Dataset entries |
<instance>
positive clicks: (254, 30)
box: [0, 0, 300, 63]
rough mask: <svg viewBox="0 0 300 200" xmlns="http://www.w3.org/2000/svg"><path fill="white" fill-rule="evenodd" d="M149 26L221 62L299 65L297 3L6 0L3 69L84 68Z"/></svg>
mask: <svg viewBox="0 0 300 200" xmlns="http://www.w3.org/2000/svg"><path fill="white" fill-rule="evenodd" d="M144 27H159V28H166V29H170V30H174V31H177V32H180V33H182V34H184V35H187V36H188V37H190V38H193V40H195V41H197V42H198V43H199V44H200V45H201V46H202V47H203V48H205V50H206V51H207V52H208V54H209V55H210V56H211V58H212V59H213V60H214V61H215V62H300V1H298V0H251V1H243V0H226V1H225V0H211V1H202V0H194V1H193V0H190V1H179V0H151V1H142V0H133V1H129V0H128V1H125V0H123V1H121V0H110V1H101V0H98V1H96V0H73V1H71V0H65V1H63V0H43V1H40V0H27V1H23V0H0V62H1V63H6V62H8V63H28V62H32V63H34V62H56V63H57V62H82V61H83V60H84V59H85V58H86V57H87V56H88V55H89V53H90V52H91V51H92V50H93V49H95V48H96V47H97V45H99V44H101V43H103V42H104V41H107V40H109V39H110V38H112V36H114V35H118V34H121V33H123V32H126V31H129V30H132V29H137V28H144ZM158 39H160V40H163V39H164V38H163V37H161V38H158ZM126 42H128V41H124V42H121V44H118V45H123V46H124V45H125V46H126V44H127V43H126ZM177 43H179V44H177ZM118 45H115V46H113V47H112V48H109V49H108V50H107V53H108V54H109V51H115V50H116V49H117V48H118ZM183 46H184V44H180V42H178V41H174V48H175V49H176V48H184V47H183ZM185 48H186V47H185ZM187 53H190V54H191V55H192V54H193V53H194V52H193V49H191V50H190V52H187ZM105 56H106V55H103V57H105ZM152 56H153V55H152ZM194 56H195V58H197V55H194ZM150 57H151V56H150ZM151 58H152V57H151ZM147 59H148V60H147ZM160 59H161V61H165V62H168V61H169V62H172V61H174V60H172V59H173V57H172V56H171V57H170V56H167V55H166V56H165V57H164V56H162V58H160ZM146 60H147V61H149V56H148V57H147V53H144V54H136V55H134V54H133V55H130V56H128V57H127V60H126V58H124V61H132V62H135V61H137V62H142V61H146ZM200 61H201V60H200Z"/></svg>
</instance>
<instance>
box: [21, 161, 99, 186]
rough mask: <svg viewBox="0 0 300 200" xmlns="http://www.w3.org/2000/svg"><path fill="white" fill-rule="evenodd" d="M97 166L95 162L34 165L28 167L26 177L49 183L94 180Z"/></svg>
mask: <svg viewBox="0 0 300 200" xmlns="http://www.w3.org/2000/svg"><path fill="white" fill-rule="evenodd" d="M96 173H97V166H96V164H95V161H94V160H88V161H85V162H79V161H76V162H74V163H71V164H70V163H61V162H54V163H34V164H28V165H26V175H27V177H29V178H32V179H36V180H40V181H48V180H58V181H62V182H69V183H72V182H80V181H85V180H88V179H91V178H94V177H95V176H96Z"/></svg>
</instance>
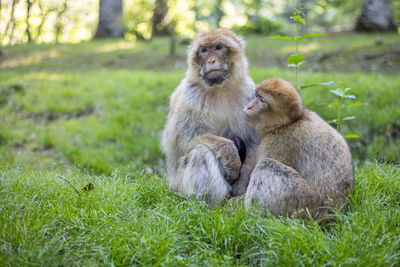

Description of the task | I'd like every record above written out again exactly, without the pictures.

Response area |
<instance>
positive clicks: (254, 30)
box: [0, 0, 300, 63]
rough mask: <svg viewBox="0 0 300 200" xmlns="http://www.w3.org/2000/svg"><path fill="white" fill-rule="evenodd" d="M149 26L221 62L299 65L297 3L6 0L3 69L84 68Z"/></svg>
mask: <svg viewBox="0 0 300 200" xmlns="http://www.w3.org/2000/svg"><path fill="white" fill-rule="evenodd" d="M144 27H159V28H166V29H170V30H174V31H177V32H180V33H182V34H184V35H187V36H188V37H190V38H193V40H195V41H197V42H198V43H199V44H200V45H201V46H202V47H203V48H205V50H206V51H207V52H208V54H209V55H210V56H211V58H212V59H213V60H214V61H215V62H300V1H298V0H251V1H243V0H226V1H225V0H211V1H202V0H194V1H193V0H190V1H179V0H151V1H142V0H133V1H129V0H128V1H125V0H123V1H121V0H110V1H101V0H98V1H96V0H73V1H71V0H65V1H63V0H43V1H40V0H27V1H23V0H0V62H1V63H6V62H8V63H28V62H32V63H34V62H56V63H57V62H82V61H83V60H84V59H85V58H86V57H87V56H88V55H89V53H90V52H91V51H92V50H93V49H95V48H96V47H97V45H99V44H101V43H103V42H104V41H107V40H109V39H110V38H112V36H114V35H118V34H121V33H123V32H126V31H129V30H132V29H137V28H144ZM158 39H160V40H163V39H164V38H163V37H161V38H158ZM126 42H128V41H124V42H121V44H118V45H123V46H124V45H125V46H126V44H127V43H126ZM177 43H179V44H177ZM118 45H115V46H113V47H112V48H109V49H108V50H107V53H108V54H109V51H115V50H116V49H117V48H118ZM183 46H184V44H180V42H178V41H174V48H175V49H176V48H184V47H183ZM185 48H186V47H185ZM187 53H190V54H191V55H192V54H193V53H194V52H193V49H191V50H190V52H187ZM105 56H106V55H103V57H105ZM152 56H153V55H152ZM194 56H195V58H197V55H194ZM150 57H151V56H150ZM151 58H152V57H151ZM147 59H148V60H147ZM160 59H161V61H165V62H168V61H169V62H172V61H174V60H172V59H173V57H172V56H171V57H170V56H167V55H166V56H165V57H164V56H162V58H160ZM146 60H147V61H149V56H148V57H147V53H144V54H136V55H134V54H133V55H130V56H128V57H127V60H126V58H124V61H132V62H135V61H137V62H142V61H146ZM200 61H201V60H200Z"/></svg>
</instance>
<instance>
box: [21, 161, 99, 186]
rough mask: <svg viewBox="0 0 300 200" xmlns="http://www.w3.org/2000/svg"><path fill="white" fill-rule="evenodd" d="M97 166L95 162L34 165L28 167L26 177L49 183L94 180Z"/></svg>
mask: <svg viewBox="0 0 300 200" xmlns="http://www.w3.org/2000/svg"><path fill="white" fill-rule="evenodd" d="M96 173H97V166H96V164H95V161H94V160H88V161H85V162H79V161H76V162H74V163H71V164H70V163H61V162H54V163H34V164H28V165H26V175H27V177H29V178H32V179H36V180H40V181H48V180H58V181H62V182H69V183H72V182H80V181H85V180H88V179H91V178H94V177H95V176H96Z"/></svg>
</instance>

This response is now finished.